--- START OF Record extracts ---

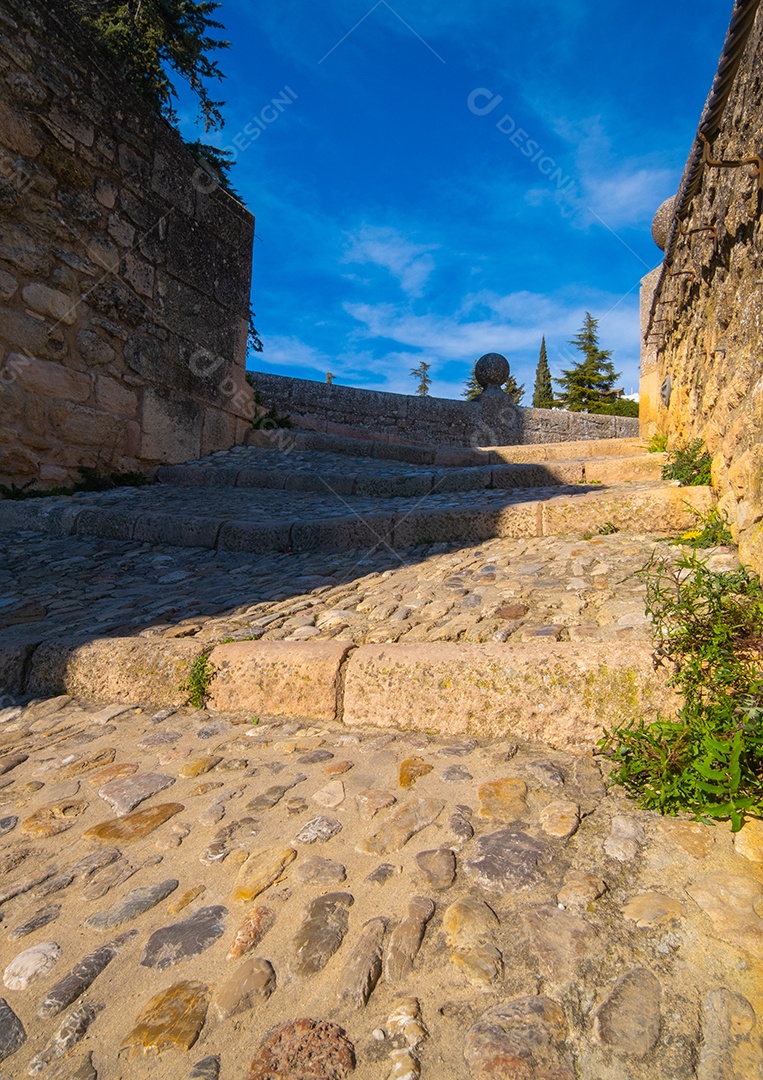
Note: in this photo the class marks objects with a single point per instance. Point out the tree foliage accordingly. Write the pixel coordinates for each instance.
(422, 373)
(514, 391)
(148, 39)
(590, 381)
(543, 392)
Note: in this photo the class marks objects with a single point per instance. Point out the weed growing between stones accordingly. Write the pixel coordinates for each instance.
(92, 481)
(709, 760)
(199, 679)
(712, 529)
(688, 464)
(265, 419)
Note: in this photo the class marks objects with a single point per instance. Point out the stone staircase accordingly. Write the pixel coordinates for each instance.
(299, 491)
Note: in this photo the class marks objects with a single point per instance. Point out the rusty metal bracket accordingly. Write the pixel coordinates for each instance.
(755, 161)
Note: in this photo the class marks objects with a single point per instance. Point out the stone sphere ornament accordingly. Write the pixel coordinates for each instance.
(492, 370)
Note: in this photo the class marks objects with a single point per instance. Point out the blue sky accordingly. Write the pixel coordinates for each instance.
(402, 216)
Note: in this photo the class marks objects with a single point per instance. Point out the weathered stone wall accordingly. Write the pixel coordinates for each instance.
(124, 274)
(491, 420)
(707, 331)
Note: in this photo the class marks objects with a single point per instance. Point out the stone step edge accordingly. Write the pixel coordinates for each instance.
(290, 439)
(655, 509)
(465, 478)
(550, 691)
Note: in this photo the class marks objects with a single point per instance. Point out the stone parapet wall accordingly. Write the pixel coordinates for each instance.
(706, 331)
(491, 420)
(124, 273)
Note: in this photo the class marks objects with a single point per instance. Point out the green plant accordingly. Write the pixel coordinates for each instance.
(148, 38)
(265, 419)
(543, 392)
(92, 481)
(199, 678)
(590, 380)
(688, 464)
(422, 373)
(713, 529)
(709, 760)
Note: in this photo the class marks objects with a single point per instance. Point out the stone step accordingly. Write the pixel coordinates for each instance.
(262, 521)
(321, 471)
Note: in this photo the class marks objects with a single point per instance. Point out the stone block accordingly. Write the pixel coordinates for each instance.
(129, 670)
(547, 691)
(171, 427)
(8, 285)
(652, 510)
(217, 431)
(620, 470)
(104, 254)
(391, 486)
(17, 464)
(182, 531)
(107, 522)
(171, 177)
(114, 396)
(279, 678)
(51, 301)
(75, 125)
(138, 273)
(50, 379)
(78, 427)
(343, 534)
(13, 659)
(18, 134)
(259, 538)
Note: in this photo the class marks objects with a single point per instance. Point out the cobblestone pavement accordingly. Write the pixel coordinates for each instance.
(500, 590)
(193, 885)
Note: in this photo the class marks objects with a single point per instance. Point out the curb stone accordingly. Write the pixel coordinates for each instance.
(536, 690)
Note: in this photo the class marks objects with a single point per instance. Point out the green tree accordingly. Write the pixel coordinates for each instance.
(516, 392)
(589, 382)
(543, 392)
(422, 373)
(147, 39)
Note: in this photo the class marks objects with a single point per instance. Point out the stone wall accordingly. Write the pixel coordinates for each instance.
(706, 326)
(491, 420)
(124, 273)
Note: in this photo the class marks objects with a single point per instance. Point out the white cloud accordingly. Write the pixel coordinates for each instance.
(387, 247)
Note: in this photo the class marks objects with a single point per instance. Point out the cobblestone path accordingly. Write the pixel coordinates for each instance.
(192, 885)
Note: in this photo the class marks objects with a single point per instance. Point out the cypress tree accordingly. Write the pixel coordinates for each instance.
(543, 394)
(591, 379)
(516, 392)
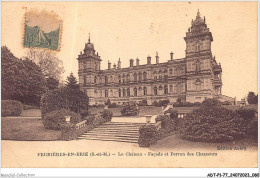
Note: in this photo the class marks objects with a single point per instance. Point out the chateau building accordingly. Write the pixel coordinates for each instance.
(189, 79)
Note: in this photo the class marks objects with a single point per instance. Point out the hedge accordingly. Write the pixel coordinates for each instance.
(55, 119)
(130, 109)
(11, 108)
(214, 123)
(66, 98)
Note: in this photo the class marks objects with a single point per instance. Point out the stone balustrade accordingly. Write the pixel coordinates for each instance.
(81, 124)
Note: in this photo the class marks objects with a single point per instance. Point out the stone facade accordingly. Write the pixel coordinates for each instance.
(190, 79)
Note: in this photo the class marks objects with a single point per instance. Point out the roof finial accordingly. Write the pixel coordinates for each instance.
(198, 13)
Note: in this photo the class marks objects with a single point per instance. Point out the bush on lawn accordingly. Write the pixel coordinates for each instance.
(66, 98)
(173, 113)
(147, 135)
(130, 109)
(112, 105)
(11, 108)
(143, 103)
(107, 115)
(54, 119)
(213, 123)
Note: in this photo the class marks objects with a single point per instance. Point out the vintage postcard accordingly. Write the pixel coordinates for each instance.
(129, 85)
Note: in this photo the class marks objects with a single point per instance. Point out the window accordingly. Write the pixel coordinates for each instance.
(170, 71)
(145, 91)
(135, 77)
(145, 76)
(123, 92)
(178, 88)
(171, 89)
(119, 79)
(135, 91)
(106, 81)
(95, 79)
(165, 89)
(119, 92)
(85, 80)
(198, 85)
(140, 77)
(155, 90)
(123, 78)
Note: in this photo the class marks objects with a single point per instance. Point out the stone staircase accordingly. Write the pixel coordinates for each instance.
(114, 131)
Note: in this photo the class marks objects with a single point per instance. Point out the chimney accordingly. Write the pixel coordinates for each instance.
(109, 65)
(171, 55)
(137, 62)
(148, 60)
(131, 62)
(157, 58)
(119, 64)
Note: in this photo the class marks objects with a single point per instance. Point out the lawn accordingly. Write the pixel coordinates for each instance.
(27, 129)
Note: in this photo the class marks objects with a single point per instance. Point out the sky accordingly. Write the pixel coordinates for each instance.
(128, 30)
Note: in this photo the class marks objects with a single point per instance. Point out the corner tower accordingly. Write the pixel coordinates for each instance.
(203, 72)
(88, 65)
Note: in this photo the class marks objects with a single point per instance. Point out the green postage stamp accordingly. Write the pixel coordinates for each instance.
(42, 30)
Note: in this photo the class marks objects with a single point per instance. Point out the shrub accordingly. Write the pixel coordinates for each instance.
(130, 109)
(11, 108)
(147, 135)
(252, 129)
(107, 115)
(55, 119)
(173, 113)
(66, 98)
(212, 123)
(143, 103)
(98, 119)
(112, 105)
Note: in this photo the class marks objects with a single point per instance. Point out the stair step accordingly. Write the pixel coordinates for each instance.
(111, 135)
(115, 140)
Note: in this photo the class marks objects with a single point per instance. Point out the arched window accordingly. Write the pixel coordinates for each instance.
(145, 76)
(106, 93)
(155, 90)
(165, 89)
(123, 92)
(198, 85)
(135, 91)
(170, 71)
(135, 77)
(140, 76)
(178, 88)
(85, 80)
(106, 80)
(119, 92)
(123, 78)
(145, 91)
(171, 89)
(119, 79)
(155, 75)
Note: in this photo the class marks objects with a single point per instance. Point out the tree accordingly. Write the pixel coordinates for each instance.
(22, 80)
(252, 98)
(50, 65)
(72, 82)
(52, 83)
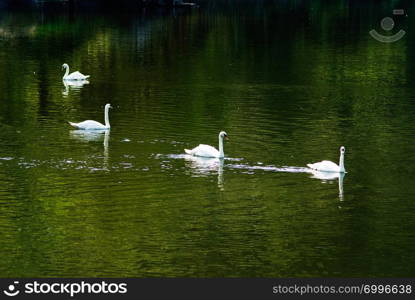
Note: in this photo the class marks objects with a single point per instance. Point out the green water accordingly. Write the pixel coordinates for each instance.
(290, 84)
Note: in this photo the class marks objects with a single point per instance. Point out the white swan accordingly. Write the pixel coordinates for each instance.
(73, 76)
(94, 125)
(329, 166)
(209, 151)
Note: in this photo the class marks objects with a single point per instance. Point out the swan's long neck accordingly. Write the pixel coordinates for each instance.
(221, 154)
(66, 71)
(107, 119)
(341, 163)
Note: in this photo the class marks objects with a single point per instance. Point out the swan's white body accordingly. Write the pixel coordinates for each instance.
(207, 150)
(73, 76)
(94, 125)
(329, 166)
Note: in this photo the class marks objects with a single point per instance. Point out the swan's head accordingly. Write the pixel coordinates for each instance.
(223, 135)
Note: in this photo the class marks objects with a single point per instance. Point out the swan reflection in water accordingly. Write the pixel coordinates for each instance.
(206, 166)
(75, 85)
(94, 136)
(330, 176)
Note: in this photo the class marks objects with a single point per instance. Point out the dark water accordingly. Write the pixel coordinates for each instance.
(290, 83)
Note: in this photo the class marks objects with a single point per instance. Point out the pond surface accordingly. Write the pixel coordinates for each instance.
(289, 83)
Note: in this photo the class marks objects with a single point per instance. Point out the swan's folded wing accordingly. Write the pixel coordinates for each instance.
(204, 150)
(76, 76)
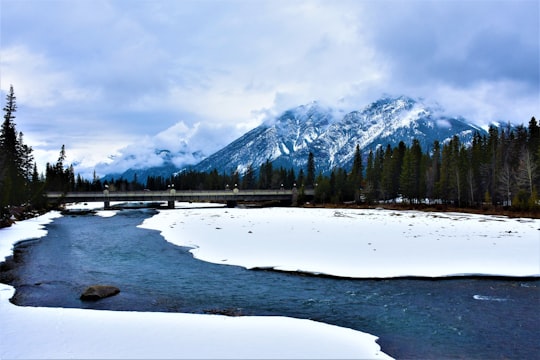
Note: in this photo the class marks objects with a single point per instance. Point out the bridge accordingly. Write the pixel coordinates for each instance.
(231, 197)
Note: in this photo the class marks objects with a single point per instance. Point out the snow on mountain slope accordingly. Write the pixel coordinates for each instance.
(332, 138)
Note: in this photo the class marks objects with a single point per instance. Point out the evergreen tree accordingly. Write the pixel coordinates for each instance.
(15, 157)
(310, 174)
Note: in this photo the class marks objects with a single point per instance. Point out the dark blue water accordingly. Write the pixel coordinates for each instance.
(468, 318)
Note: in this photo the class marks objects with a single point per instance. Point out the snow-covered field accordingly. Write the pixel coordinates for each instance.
(356, 243)
(349, 243)
(48, 333)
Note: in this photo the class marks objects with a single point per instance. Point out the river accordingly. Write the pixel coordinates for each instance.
(414, 318)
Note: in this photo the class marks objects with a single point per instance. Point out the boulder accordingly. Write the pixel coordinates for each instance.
(96, 292)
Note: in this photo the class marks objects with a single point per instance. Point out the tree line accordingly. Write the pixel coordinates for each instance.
(500, 168)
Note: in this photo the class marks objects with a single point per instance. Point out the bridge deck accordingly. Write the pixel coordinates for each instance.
(167, 195)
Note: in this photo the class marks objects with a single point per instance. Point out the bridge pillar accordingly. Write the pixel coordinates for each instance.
(106, 202)
(294, 199)
(172, 193)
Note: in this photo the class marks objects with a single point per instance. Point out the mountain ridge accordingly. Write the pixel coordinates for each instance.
(331, 134)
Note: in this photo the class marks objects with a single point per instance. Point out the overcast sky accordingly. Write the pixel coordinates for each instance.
(113, 77)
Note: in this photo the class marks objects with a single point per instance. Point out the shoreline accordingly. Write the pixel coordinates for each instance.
(44, 333)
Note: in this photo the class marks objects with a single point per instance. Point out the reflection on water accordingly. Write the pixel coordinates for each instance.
(414, 318)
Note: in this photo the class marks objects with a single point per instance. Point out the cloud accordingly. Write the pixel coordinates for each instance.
(98, 75)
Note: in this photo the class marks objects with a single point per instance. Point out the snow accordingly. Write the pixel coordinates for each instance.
(339, 242)
(356, 243)
(46, 333)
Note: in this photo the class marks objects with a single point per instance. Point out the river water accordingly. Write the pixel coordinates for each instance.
(482, 318)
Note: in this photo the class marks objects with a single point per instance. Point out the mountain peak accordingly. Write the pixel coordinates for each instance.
(332, 136)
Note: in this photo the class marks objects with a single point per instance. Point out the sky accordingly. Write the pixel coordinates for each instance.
(113, 80)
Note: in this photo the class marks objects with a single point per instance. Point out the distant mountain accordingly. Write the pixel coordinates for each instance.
(165, 168)
(333, 135)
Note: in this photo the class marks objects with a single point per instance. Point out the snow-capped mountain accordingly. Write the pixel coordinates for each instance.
(332, 136)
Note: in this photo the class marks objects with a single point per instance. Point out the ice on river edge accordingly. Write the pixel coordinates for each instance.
(356, 243)
(46, 333)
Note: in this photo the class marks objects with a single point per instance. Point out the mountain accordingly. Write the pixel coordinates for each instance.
(332, 135)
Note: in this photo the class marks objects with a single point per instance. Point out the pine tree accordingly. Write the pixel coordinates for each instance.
(16, 159)
(310, 174)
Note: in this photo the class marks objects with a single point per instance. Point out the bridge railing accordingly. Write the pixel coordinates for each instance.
(177, 195)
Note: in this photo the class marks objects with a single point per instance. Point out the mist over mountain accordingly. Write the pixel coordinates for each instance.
(331, 134)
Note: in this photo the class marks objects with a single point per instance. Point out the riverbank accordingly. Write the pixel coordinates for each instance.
(357, 243)
(45, 333)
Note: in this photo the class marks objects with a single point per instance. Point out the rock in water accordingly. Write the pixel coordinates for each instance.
(96, 292)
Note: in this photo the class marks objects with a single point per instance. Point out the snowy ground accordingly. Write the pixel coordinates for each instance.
(350, 243)
(356, 243)
(47, 333)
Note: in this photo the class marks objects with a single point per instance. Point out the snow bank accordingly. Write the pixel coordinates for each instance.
(357, 243)
(46, 333)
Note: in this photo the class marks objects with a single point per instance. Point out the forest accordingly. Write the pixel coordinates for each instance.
(500, 169)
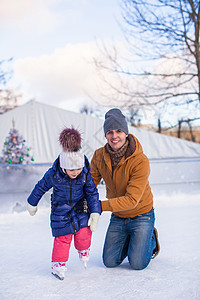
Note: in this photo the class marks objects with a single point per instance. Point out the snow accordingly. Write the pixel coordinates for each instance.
(26, 245)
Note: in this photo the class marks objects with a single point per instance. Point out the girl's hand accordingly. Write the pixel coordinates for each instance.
(93, 221)
(31, 209)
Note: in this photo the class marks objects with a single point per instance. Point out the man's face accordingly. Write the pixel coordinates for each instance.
(116, 138)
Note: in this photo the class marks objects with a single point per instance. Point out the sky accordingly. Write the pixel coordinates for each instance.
(53, 43)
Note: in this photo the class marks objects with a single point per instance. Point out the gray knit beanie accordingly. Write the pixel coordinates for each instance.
(114, 119)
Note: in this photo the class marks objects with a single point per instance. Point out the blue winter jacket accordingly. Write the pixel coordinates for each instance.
(66, 193)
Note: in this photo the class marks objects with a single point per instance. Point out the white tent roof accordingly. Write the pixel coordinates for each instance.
(40, 125)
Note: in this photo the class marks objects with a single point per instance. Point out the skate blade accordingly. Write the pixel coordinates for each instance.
(57, 276)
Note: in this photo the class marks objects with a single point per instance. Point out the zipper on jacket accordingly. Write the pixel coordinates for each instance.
(71, 193)
(71, 207)
(72, 224)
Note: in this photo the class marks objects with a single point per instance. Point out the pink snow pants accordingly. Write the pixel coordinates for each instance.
(61, 246)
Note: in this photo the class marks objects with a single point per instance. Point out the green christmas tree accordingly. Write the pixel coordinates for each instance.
(15, 149)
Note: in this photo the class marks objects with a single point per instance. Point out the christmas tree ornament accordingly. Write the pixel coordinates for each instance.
(15, 150)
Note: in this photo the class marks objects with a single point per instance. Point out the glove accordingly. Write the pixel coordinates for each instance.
(31, 209)
(81, 206)
(93, 221)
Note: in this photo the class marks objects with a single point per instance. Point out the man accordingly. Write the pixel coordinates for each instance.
(125, 169)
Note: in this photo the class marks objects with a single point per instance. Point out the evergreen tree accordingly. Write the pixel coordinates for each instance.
(15, 149)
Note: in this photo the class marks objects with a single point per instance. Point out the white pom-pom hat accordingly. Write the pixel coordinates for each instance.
(71, 157)
(71, 160)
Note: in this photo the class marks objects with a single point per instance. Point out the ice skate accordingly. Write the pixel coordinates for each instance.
(58, 269)
(157, 248)
(84, 256)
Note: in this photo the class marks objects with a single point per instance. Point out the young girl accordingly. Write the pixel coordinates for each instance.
(72, 183)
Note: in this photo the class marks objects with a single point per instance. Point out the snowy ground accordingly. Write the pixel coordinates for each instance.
(26, 245)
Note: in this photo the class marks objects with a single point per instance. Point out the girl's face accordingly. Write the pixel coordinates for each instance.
(73, 173)
(116, 138)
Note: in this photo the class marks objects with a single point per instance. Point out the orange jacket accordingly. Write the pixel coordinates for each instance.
(127, 187)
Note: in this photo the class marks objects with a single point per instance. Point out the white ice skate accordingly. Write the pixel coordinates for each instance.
(58, 269)
(84, 256)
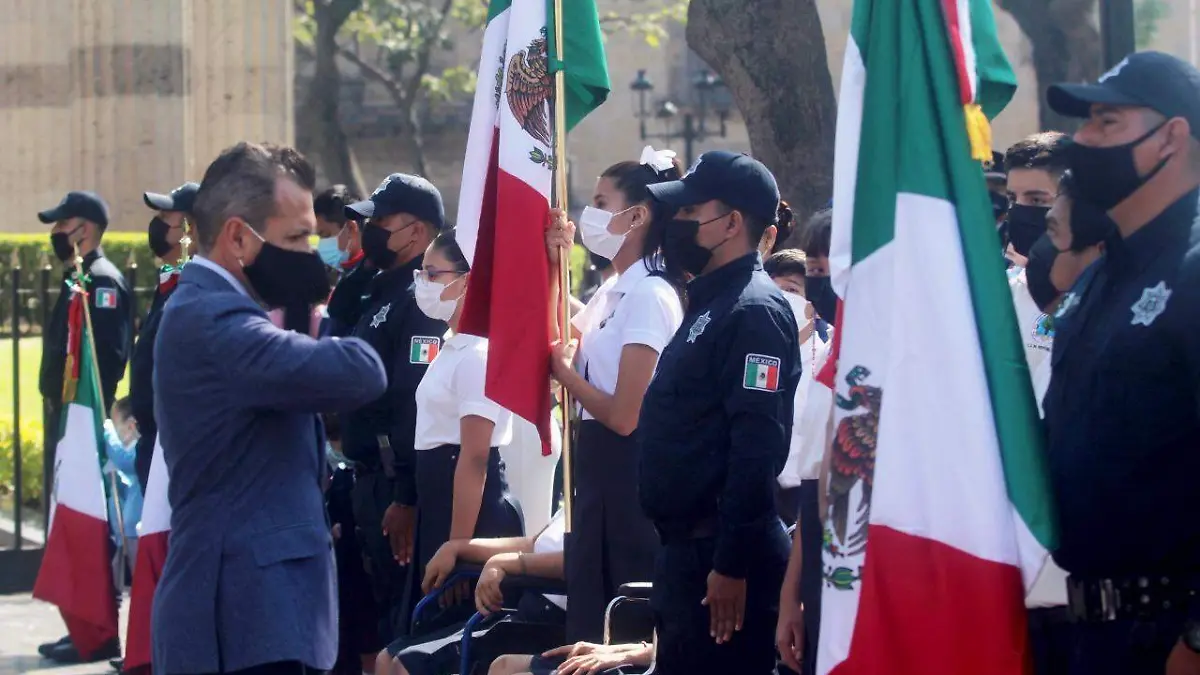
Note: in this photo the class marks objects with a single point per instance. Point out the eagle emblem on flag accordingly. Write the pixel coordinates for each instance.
(853, 459)
(529, 89)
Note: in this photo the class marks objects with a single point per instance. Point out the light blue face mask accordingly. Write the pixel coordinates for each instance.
(330, 254)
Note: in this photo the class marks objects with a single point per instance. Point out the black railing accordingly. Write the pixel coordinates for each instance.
(28, 300)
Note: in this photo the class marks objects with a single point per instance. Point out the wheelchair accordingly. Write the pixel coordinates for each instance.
(628, 619)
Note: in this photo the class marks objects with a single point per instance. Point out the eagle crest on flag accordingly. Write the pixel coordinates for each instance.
(529, 89)
(853, 458)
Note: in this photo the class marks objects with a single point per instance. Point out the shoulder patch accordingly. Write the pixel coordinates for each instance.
(761, 372)
(106, 298)
(424, 348)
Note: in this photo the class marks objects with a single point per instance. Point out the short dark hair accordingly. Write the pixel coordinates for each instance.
(817, 234)
(241, 183)
(331, 202)
(448, 244)
(785, 262)
(1045, 150)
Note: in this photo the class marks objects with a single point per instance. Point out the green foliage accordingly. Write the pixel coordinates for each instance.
(34, 254)
(1146, 17)
(30, 461)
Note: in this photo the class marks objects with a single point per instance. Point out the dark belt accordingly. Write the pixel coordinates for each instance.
(1127, 597)
(676, 532)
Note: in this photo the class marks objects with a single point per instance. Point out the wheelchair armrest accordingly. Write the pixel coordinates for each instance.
(636, 590)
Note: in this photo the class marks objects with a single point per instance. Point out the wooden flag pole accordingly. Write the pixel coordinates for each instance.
(564, 255)
(100, 398)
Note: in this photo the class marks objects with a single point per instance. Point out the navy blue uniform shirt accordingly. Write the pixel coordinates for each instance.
(717, 419)
(407, 341)
(1122, 410)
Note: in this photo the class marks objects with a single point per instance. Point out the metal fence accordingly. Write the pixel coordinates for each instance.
(23, 530)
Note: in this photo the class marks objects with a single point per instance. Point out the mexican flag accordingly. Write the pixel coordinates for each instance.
(153, 535)
(940, 515)
(507, 186)
(76, 572)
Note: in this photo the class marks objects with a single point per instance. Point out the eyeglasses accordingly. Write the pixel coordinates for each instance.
(432, 274)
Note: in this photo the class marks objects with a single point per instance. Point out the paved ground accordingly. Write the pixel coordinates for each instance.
(25, 623)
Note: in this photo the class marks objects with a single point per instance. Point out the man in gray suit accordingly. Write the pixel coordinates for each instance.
(249, 585)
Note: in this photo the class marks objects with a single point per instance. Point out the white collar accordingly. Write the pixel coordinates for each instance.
(462, 341)
(636, 272)
(222, 272)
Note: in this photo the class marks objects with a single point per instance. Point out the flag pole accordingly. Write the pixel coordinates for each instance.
(564, 254)
(100, 396)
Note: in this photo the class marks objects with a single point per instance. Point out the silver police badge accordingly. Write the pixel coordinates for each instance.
(381, 317)
(699, 327)
(1152, 303)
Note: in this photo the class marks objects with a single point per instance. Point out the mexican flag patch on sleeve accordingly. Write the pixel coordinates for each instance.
(424, 348)
(761, 372)
(106, 298)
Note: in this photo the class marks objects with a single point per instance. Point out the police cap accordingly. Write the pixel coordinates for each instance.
(180, 198)
(78, 203)
(735, 179)
(402, 193)
(1145, 79)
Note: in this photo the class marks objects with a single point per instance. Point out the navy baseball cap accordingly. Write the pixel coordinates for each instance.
(735, 179)
(78, 203)
(1145, 79)
(402, 193)
(180, 198)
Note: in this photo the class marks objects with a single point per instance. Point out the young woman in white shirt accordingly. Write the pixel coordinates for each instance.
(462, 489)
(621, 333)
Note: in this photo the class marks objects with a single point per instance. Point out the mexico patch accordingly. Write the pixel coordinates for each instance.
(424, 348)
(106, 298)
(761, 374)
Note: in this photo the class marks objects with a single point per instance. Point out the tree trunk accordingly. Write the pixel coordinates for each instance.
(1066, 47)
(773, 61)
(331, 145)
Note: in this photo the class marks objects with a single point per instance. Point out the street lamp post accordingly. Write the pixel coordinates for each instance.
(695, 121)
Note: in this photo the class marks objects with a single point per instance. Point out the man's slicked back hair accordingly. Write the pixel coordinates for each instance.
(240, 183)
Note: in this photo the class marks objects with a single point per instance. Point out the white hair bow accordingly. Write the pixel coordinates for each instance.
(658, 160)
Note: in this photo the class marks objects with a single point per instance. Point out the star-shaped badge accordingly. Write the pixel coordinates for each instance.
(699, 327)
(1151, 304)
(381, 317)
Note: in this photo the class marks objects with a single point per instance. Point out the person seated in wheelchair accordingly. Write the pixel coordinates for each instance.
(539, 556)
(581, 658)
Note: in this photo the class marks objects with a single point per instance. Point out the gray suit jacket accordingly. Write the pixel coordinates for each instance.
(250, 573)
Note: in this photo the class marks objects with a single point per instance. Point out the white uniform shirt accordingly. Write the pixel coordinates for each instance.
(630, 309)
(805, 452)
(549, 542)
(453, 388)
(1050, 587)
(810, 417)
(1031, 321)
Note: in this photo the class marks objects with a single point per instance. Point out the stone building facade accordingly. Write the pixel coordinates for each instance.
(121, 96)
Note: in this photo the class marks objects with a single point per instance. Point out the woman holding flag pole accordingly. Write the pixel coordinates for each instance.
(622, 329)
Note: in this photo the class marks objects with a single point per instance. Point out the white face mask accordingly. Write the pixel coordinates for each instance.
(594, 228)
(799, 308)
(429, 298)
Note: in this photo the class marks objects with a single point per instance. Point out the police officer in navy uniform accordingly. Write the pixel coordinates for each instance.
(715, 426)
(79, 222)
(1122, 413)
(402, 217)
(167, 231)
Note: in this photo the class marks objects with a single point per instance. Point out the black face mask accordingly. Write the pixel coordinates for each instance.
(288, 279)
(157, 233)
(679, 246)
(1025, 225)
(1108, 175)
(819, 290)
(375, 246)
(60, 242)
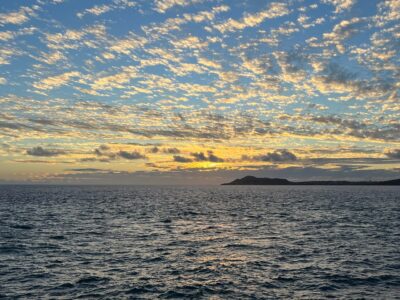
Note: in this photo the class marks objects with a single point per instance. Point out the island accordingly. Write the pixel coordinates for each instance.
(251, 180)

--- END OF Record extracts ---

Output the line that contains "out the woman" and every subsequent line through the end of the entries, exactly as given, without pictures.

_Correct answer_.
Note: in this photo the class marks objects with a single point per instance. Point out the woman holding flag pole accordingly. Write the pixel coordinates for each instance.
(622, 329)
Note: in this photo the class marks objects with a single point per instance. Point out the white face mask accordingly. Write the pixel coordinates for each instance.
(594, 228)
(799, 308)
(429, 298)
Note: in this photo the class marks objects with a single point per instance. Point out the police officer in navy uniform accordingly. Write the pixel coordinates for each instance.
(715, 426)
(79, 222)
(1122, 413)
(402, 217)
(167, 231)
Note: in this photo the class marks objects with a single point per instance. Point out the black face mask accordingly. Write the pixel coordinates for each instance.
(288, 279)
(157, 233)
(679, 246)
(1025, 225)
(1108, 175)
(819, 290)
(375, 246)
(60, 242)
Note: in this photo the class marks objects with a single point per instance. Point out the island accordingly. Write the pixel coordinates for each instance.
(251, 180)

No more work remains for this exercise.